Can you edit the records starting at the line that contains "Expected behaviour: a marker sits on the bird" and ending at the last line of the records, replacing "marker" with "dot" and leaving everything else unchanged?

## Begin

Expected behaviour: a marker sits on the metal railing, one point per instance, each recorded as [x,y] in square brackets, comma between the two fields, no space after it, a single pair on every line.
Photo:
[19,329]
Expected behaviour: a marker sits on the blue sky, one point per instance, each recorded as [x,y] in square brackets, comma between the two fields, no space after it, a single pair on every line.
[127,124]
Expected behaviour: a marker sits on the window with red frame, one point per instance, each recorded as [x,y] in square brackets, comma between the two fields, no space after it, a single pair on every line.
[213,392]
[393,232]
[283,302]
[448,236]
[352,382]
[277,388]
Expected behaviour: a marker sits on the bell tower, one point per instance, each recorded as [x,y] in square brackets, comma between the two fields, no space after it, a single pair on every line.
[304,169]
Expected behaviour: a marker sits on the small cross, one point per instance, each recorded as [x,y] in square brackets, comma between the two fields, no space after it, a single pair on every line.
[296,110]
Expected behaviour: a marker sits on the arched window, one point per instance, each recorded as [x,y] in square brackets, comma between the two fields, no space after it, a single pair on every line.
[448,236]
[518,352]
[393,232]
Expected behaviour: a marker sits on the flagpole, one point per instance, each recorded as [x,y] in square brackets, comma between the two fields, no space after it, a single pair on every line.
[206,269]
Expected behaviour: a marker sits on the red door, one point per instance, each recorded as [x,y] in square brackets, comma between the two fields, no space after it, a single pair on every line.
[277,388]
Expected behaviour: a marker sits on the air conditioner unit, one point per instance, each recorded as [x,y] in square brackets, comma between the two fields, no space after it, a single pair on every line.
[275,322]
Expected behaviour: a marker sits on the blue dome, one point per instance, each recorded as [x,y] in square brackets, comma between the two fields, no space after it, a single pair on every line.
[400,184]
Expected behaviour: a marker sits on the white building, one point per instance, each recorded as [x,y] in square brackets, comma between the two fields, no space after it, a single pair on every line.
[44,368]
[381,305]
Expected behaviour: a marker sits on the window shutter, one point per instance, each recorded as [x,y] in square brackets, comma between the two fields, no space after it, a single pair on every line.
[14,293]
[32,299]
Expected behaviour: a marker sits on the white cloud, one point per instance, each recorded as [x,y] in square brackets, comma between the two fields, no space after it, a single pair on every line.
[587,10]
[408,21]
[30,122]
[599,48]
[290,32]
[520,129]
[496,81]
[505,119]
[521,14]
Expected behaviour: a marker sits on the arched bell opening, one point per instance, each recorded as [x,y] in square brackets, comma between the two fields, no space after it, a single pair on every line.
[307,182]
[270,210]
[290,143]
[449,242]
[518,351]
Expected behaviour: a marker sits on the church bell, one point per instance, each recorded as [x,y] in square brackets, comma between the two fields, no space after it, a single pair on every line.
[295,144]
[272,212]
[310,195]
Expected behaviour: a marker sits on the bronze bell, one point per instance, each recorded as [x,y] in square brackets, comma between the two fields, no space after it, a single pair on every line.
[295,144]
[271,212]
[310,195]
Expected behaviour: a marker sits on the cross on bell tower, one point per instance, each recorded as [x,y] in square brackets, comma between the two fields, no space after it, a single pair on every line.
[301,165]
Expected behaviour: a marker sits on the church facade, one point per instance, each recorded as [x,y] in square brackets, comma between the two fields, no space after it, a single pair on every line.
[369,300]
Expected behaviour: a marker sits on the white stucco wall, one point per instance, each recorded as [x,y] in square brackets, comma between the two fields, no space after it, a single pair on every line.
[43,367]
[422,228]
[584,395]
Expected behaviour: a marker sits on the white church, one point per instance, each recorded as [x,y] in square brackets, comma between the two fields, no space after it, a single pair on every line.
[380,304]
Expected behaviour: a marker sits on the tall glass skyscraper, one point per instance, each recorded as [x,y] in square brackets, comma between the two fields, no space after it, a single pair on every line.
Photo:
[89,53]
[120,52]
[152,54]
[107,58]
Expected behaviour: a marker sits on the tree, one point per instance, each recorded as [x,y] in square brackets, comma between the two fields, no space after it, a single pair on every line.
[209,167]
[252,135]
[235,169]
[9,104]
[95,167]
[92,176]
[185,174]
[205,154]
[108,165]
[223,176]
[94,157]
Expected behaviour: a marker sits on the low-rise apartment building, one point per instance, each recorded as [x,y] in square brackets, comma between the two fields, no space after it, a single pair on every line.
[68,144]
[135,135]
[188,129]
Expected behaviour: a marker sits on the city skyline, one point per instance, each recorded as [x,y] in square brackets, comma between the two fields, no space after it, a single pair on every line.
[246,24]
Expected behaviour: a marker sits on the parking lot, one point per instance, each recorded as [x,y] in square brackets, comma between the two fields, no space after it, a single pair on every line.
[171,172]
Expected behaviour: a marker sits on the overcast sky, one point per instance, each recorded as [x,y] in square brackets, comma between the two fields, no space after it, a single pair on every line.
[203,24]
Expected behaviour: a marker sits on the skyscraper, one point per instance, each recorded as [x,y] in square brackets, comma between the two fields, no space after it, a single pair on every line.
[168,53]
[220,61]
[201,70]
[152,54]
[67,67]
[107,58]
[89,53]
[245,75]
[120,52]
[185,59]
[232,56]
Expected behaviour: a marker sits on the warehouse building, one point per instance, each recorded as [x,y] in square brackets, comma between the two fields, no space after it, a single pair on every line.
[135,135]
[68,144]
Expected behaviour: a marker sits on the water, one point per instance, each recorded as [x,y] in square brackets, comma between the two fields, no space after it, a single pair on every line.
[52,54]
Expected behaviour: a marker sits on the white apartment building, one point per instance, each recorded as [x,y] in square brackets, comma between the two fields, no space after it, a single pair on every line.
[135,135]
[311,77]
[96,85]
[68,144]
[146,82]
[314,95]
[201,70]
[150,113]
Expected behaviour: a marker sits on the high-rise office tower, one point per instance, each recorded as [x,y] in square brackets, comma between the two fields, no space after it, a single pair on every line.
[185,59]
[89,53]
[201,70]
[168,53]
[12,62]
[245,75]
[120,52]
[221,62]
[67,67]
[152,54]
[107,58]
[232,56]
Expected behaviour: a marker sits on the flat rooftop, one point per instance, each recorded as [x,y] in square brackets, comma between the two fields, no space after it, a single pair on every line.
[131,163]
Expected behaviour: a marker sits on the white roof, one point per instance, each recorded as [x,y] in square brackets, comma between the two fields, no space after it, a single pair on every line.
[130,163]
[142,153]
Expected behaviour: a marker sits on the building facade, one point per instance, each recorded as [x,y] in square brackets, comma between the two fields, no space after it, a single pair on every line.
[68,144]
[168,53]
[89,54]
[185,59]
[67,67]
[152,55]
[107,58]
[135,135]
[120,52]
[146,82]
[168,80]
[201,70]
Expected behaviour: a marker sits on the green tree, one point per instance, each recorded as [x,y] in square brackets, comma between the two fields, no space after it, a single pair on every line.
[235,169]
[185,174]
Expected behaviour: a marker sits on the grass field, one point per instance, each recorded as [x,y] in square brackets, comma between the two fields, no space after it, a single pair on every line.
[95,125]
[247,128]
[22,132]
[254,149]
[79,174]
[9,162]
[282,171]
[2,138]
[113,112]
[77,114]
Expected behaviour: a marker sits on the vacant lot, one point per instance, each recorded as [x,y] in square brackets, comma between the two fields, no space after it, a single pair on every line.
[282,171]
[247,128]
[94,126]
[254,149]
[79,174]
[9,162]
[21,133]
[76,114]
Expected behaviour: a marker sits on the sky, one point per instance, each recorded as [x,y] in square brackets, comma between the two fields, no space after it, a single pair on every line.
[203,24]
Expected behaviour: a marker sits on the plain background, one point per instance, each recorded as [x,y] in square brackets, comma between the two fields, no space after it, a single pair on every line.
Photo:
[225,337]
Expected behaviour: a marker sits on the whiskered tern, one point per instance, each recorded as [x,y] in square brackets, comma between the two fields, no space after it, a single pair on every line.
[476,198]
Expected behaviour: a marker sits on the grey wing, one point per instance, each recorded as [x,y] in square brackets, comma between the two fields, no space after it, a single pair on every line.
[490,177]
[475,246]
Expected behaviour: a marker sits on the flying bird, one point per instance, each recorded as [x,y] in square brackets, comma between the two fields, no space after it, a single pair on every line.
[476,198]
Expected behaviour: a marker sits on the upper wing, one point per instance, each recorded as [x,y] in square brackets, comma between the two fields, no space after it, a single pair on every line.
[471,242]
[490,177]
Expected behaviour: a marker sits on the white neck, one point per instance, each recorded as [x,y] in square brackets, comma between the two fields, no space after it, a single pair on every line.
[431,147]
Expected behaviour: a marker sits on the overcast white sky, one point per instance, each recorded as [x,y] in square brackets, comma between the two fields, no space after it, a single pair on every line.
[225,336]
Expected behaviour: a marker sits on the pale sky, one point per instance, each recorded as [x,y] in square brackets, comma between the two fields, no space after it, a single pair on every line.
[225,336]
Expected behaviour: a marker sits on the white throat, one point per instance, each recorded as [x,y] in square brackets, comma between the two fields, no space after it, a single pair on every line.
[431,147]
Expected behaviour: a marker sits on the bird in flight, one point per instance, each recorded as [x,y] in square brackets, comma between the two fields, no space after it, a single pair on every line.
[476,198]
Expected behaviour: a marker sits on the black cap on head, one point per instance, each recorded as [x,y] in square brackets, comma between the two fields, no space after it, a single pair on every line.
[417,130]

## End

■ EXPECTED ANSWER
Expected behaviour: a dot sits on the bird in flight, one point per instance, each recorded as [x,y] in square brackets, comma between the two fields, no space after it, a single pair on every line.
[476,198]
Expected behaviour: a dot sits on the black cap on head, one point per instance, each recorded as [x,y] in square brackets, comma between the two fields, no space after it, a single pair on every line.
[417,130]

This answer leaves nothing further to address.